There are preposterous parts to the movie, and they have nothing to do with the robot, and they come about from the bizarre, almost lazy ways the story uses to get to the finish line it intends. For one, I find it strange that the police would have the victim of an alleged crime sitting in the surveillance van with the officers gathering info on a suspected crim, or that they would get to drive along with them every day, or enter a suspect's home to look for whatever they want. It just seemed strange, and I don't think it points to a future where rich snobs get to ride along with the cops as part of a fantasy pay-for-play scenario. It was, shall we say, dumb as fuck, but it didn't sink the film, because the bits with Frank and the robot were so strong.

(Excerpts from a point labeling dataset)
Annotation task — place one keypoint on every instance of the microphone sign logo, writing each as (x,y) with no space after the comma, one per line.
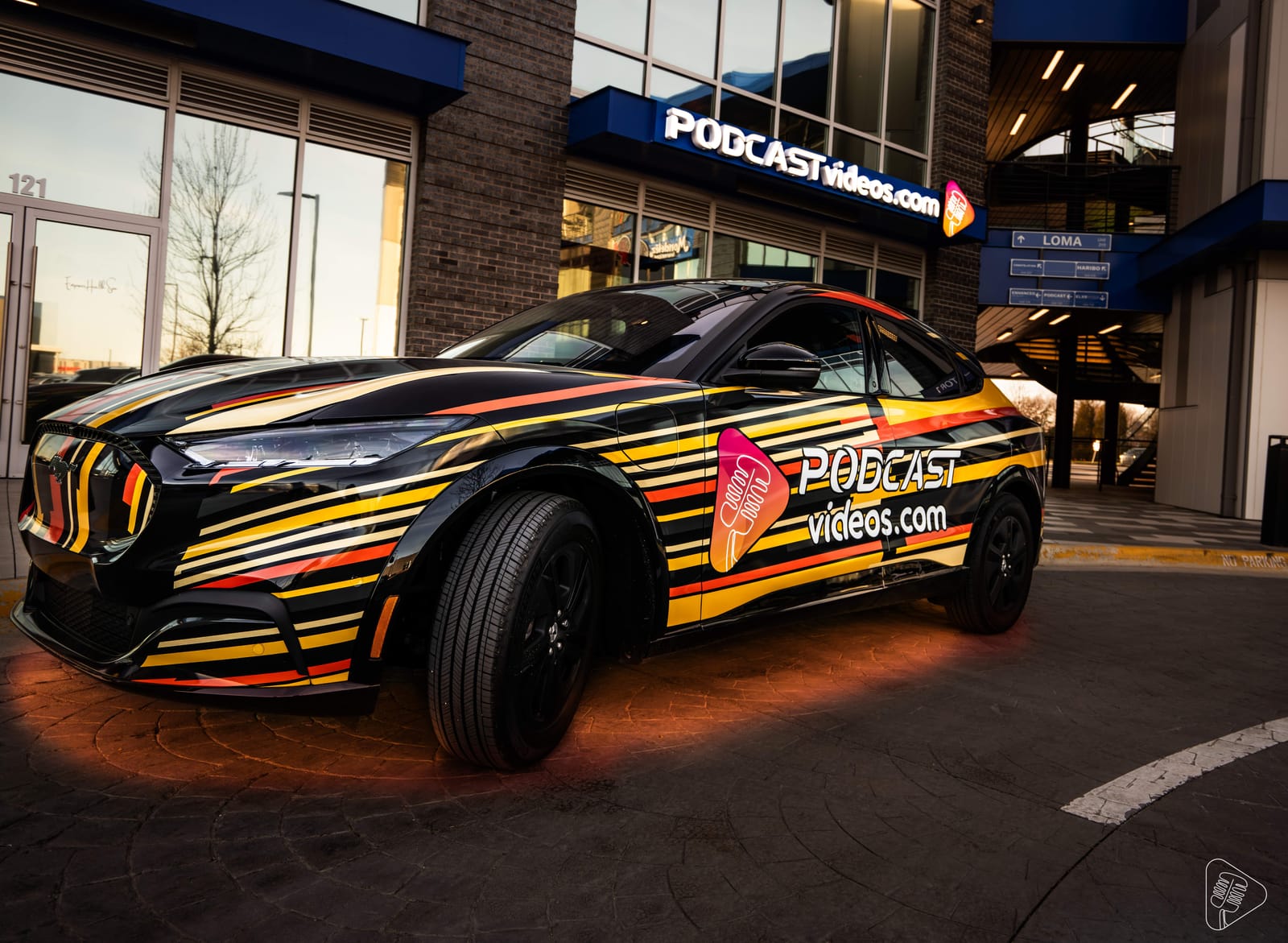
(1230,895)
(751,495)
(957,210)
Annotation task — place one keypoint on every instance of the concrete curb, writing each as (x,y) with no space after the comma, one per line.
(1243,562)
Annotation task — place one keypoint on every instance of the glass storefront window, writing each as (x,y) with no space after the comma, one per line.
(856,150)
(740,258)
(348,271)
(912,38)
(622,22)
(750,45)
(594,67)
(684,34)
(847,275)
(807,54)
(802,130)
(747,114)
(596,247)
(682,92)
(398,9)
(906,167)
(229,238)
(901,290)
(47,131)
(860,64)
(671,250)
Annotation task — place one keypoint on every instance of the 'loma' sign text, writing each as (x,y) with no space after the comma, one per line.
(728,141)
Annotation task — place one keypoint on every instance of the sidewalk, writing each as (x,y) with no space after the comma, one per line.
(1086,524)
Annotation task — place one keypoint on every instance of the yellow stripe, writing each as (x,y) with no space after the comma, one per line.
(299,521)
(280,476)
(328,586)
(217,653)
(134,502)
(328,638)
(720,602)
(83,498)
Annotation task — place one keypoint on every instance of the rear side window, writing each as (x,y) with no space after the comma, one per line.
(914,366)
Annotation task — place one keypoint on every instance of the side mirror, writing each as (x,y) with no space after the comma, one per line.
(783,366)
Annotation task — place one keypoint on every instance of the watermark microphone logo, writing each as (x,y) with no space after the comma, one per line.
(1232,895)
(751,495)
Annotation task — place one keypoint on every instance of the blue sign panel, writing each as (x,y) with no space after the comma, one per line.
(1086,241)
(1054,268)
(1051,298)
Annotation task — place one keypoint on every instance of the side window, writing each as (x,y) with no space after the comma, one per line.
(834,333)
(914,367)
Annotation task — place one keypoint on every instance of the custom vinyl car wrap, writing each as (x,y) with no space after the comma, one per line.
(156,569)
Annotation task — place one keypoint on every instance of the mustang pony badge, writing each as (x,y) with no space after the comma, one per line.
(751,494)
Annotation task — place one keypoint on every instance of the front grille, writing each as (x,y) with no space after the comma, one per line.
(88,620)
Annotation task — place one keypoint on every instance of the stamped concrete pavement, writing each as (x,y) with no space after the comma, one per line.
(830,775)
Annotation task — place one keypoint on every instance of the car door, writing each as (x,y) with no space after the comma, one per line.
(790,522)
(940,440)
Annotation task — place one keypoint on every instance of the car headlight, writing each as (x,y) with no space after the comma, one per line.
(354,444)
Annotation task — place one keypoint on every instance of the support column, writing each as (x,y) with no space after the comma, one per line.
(1063,451)
(1109,445)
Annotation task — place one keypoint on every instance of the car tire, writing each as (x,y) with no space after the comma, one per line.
(514,631)
(1000,569)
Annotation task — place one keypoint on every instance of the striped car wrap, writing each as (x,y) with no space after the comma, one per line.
(315,539)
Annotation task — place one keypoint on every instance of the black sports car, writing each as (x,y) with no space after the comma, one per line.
(616,469)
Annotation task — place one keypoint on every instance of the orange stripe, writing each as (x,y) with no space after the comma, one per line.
(935,535)
(370,553)
(549,397)
(680,491)
(857,550)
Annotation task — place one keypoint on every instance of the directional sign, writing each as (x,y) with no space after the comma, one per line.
(1086,241)
(1051,298)
(1053,268)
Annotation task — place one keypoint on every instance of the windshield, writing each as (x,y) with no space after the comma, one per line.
(625,331)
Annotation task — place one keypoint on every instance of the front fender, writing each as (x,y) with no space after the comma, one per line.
(440,526)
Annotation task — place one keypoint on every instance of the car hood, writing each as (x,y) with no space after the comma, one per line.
(249,395)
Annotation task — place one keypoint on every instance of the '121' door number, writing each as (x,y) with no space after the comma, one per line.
(23,184)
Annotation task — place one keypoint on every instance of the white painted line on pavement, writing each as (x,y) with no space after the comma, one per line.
(1116,800)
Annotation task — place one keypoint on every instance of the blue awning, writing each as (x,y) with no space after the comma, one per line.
(629,130)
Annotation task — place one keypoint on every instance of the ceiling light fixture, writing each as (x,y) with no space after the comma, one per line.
(1073,77)
(1055,60)
(1124,97)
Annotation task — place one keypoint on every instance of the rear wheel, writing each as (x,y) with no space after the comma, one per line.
(1000,569)
(514,631)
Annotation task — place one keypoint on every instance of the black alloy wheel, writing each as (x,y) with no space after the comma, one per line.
(1000,569)
(514,631)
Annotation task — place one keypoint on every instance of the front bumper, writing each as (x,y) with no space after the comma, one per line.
(217,642)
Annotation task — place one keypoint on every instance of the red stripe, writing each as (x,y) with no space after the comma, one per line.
(857,550)
(680,491)
(549,397)
(935,535)
(328,669)
(370,553)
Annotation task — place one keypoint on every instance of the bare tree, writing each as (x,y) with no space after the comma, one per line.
(219,244)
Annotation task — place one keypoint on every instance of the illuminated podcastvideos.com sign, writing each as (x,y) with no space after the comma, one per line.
(809,167)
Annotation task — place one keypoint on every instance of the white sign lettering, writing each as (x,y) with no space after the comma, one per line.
(728,141)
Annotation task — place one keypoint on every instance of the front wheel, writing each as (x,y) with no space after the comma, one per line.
(514,631)
(1000,569)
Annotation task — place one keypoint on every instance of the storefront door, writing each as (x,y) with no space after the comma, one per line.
(72,299)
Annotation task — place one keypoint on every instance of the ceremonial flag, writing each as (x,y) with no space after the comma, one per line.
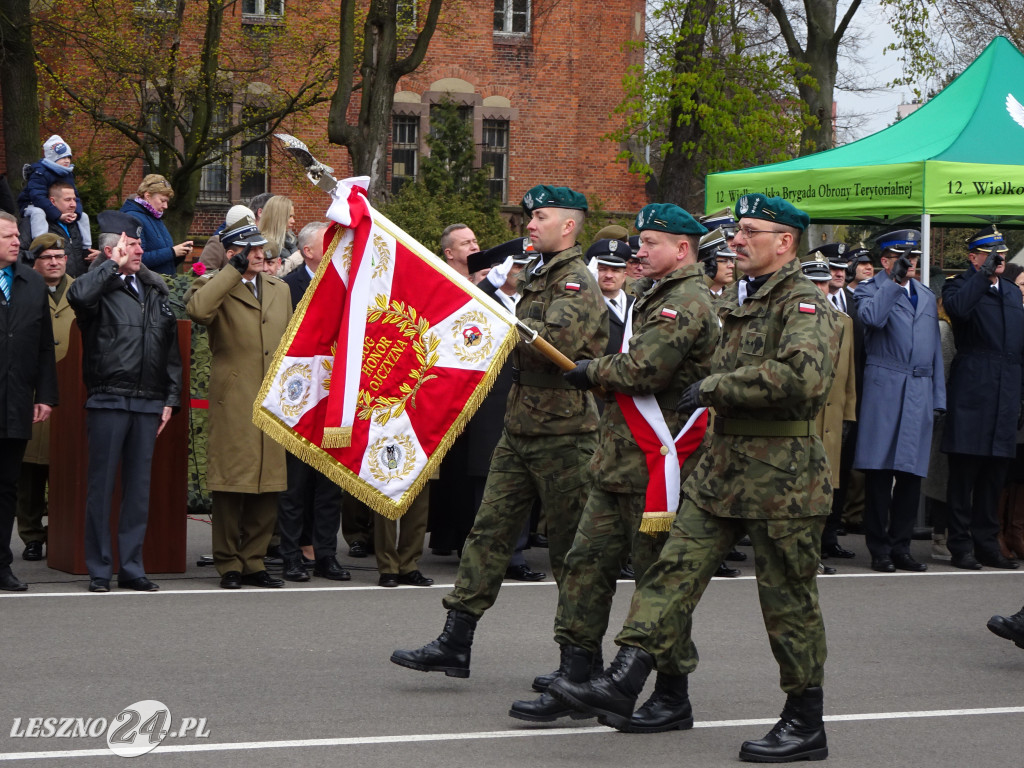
(387,356)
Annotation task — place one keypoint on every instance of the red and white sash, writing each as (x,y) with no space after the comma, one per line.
(665,454)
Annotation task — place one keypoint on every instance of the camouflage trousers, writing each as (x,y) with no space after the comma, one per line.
(552,468)
(785,559)
(608,530)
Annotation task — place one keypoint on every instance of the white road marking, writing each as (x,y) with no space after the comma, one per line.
(213,589)
(524,732)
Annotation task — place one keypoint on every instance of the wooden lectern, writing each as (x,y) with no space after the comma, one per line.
(164,551)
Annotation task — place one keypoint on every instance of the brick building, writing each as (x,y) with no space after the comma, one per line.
(539,79)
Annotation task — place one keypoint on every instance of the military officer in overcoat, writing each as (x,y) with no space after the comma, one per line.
(764,473)
(550,428)
(673,335)
(247,312)
(983,399)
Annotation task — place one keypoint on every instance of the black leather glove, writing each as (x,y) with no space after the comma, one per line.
(690,400)
(241,260)
(900,268)
(991,263)
(578,376)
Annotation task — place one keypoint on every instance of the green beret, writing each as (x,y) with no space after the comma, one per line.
(666,217)
(544,196)
(757,206)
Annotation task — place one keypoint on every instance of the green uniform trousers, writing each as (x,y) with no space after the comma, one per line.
(785,559)
(608,530)
(552,468)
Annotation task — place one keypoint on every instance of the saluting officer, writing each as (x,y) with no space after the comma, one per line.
(550,428)
(763,473)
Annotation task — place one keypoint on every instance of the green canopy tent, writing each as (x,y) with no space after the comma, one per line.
(956,161)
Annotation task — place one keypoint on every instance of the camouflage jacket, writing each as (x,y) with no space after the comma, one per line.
(562,302)
(775,364)
(675,334)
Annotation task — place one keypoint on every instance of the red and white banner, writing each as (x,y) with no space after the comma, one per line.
(664,453)
(387,356)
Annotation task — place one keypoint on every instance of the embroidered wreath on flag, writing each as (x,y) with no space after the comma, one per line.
(293,388)
(463,349)
(383,408)
(381,470)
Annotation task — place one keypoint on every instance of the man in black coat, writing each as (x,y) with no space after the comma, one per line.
(28,377)
(983,400)
(132,371)
(311,500)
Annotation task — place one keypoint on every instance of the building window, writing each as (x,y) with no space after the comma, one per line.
(253,180)
(512,16)
(404,150)
(273,8)
(404,13)
(496,157)
(213,184)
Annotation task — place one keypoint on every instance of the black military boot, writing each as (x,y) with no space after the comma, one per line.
(800,734)
(541,682)
(612,695)
(576,666)
(668,709)
(449,653)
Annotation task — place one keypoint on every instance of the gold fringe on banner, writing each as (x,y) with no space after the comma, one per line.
(656,522)
(337,436)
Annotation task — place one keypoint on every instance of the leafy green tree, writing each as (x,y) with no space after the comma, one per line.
(705,101)
(449,187)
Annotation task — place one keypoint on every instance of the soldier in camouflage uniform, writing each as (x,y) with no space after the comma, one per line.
(550,428)
(675,333)
(763,473)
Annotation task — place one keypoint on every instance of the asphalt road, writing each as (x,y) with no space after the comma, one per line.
(300,676)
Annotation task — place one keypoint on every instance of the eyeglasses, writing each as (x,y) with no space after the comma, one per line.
(747,231)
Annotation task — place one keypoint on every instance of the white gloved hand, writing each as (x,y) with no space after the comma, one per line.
(500,273)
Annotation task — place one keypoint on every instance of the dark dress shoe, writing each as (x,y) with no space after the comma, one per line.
(523,573)
(415,579)
(294,570)
(10,583)
(834,550)
(138,585)
(329,567)
(904,561)
(357,549)
(996,560)
(965,561)
(261,579)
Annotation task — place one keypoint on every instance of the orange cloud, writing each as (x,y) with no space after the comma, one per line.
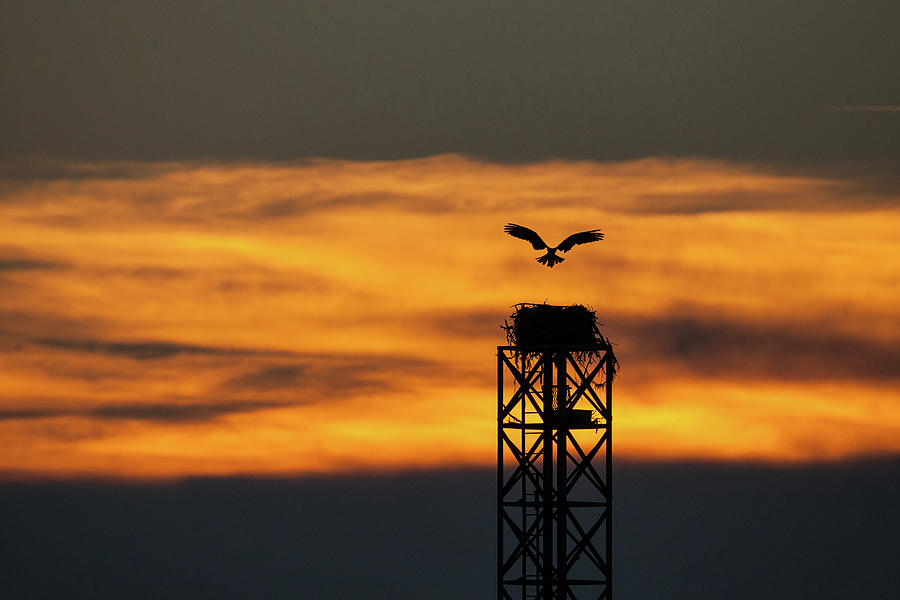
(175,319)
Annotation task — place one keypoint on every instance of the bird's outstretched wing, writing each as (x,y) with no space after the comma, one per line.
(523,233)
(583,237)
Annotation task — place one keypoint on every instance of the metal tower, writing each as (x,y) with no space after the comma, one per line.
(554,463)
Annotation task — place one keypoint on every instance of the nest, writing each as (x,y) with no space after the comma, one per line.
(547,325)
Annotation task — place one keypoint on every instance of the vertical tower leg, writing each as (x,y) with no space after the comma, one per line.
(547,479)
(561,480)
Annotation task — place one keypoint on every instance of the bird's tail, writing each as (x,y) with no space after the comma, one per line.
(549,259)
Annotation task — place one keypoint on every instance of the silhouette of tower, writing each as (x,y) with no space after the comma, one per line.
(554,463)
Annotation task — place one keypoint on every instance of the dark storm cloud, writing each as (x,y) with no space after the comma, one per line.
(720,347)
(158,412)
(508,80)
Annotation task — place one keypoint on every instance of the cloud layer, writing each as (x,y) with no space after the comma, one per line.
(179,318)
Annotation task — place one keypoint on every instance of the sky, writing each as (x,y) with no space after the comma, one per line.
(253,275)
(244,238)
(190,318)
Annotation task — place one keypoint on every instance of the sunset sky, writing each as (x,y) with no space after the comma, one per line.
(268,240)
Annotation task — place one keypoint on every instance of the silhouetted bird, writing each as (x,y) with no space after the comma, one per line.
(550,258)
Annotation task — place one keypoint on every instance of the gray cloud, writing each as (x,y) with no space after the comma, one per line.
(149,350)
(509,80)
(160,412)
(324,377)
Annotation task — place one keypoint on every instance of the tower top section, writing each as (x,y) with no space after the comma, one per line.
(545,325)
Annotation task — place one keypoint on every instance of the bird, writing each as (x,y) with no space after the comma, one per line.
(550,258)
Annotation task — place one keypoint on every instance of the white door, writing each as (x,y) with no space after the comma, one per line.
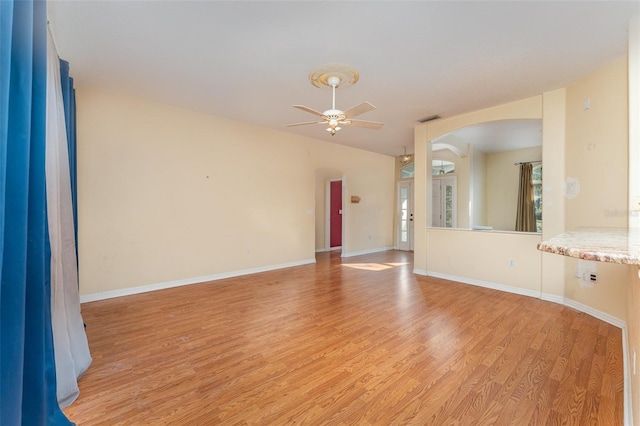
(436,203)
(405,215)
(444,202)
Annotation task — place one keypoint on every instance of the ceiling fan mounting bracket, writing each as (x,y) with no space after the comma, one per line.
(326,75)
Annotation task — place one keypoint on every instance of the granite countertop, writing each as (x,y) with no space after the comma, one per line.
(613,245)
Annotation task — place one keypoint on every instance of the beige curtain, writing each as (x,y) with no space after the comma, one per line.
(526,218)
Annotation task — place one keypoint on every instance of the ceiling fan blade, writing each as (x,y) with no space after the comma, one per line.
(307,109)
(359,109)
(305,123)
(365,124)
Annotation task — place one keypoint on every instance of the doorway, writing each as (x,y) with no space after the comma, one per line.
(405,215)
(335,214)
(444,202)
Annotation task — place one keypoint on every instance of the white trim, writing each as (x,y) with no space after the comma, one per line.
(486,284)
(595,313)
(369,251)
(196,280)
(552,298)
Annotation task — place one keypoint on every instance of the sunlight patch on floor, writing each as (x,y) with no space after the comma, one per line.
(373,266)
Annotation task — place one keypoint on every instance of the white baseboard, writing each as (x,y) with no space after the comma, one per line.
(369,251)
(486,284)
(595,313)
(552,298)
(196,280)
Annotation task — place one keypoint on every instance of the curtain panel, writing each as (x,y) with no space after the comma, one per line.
(43,345)
(27,366)
(72,356)
(526,216)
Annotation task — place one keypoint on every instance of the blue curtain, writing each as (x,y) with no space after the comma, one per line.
(27,370)
(69,99)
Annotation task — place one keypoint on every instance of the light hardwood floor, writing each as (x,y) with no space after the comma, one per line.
(346,341)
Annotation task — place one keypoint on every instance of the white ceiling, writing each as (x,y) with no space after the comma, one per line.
(250,61)
(496,136)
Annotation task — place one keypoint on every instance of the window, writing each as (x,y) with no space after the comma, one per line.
(537,195)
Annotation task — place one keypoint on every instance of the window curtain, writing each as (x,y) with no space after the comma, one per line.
(72,356)
(69,100)
(526,218)
(27,368)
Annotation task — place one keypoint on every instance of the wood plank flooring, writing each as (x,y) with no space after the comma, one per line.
(348,341)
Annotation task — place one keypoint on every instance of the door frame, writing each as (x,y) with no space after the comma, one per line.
(327,215)
(453,180)
(410,231)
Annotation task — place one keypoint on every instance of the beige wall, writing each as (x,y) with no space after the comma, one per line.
(633,334)
(480,257)
(502,181)
(590,142)
(633,291)
(553,136)
(476,256)
(592,146)
(168,194)
(596,147)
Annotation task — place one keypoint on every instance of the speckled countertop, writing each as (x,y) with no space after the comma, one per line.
(613,245)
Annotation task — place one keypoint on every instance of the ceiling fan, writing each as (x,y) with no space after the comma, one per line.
(334,118)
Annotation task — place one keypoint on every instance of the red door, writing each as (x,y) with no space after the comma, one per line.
(335,210)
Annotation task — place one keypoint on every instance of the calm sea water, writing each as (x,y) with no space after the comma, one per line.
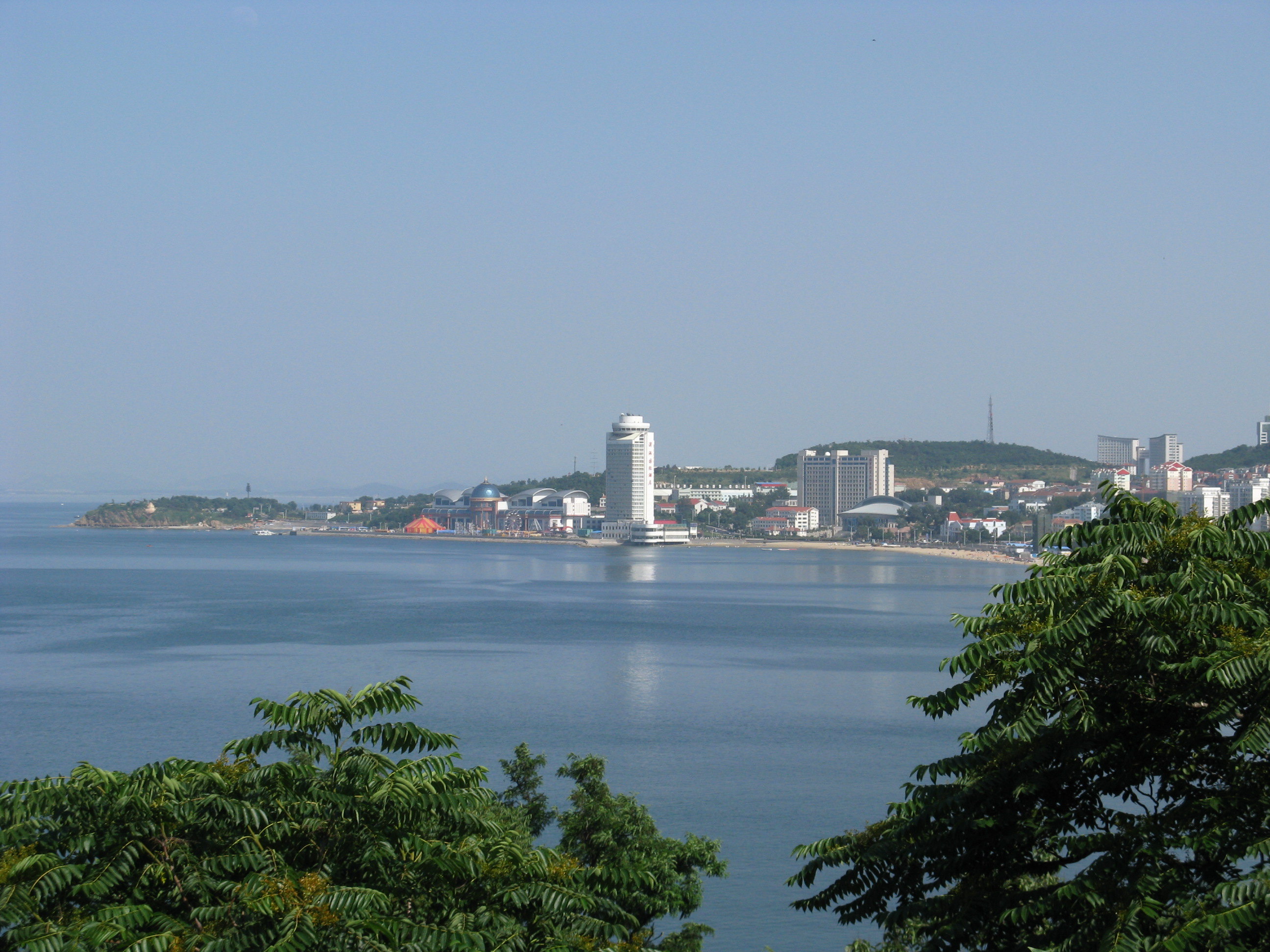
(754,696)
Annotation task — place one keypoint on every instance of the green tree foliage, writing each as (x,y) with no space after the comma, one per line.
(183,511)
(526,791)
(648,875)
(365,838)
(1241,457)
(399,511)
(1118,796)
(934,459)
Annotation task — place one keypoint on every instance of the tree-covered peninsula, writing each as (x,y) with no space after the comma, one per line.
(183,511)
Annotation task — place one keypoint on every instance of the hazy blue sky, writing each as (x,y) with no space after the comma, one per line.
(423,241)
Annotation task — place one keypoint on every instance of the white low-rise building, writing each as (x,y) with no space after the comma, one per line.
(718,494)
(1170,477)
(1086,512)
(1121,479)
(661,535)
(802,518)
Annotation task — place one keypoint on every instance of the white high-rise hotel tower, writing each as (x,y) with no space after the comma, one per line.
(629,477)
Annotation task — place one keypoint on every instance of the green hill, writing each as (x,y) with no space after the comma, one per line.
(959,459)
(1237,459)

**What the exercise asks:** For each statement, state whether it agrees with the movie review, answering yes or no and quoting the words of the review that decide it. 1. The preposterous parts of the movie involve the robot. 2. The reviewer finds it strange that the victim of an alleged crime sits in the surveillance van with the officers. 3. The reviewer says these flaws sank the film. The rows bear no relation to the movie review.

**Completed exercise:**
1. No: "they have nothing to do with the robot"
2. Yes: "I find it strange that the police would have the victim of an alleged crime sitting in the surveillance van with the officers"
3. No: "it didn't sink the film, because the bits with Frank and the robot were so strong"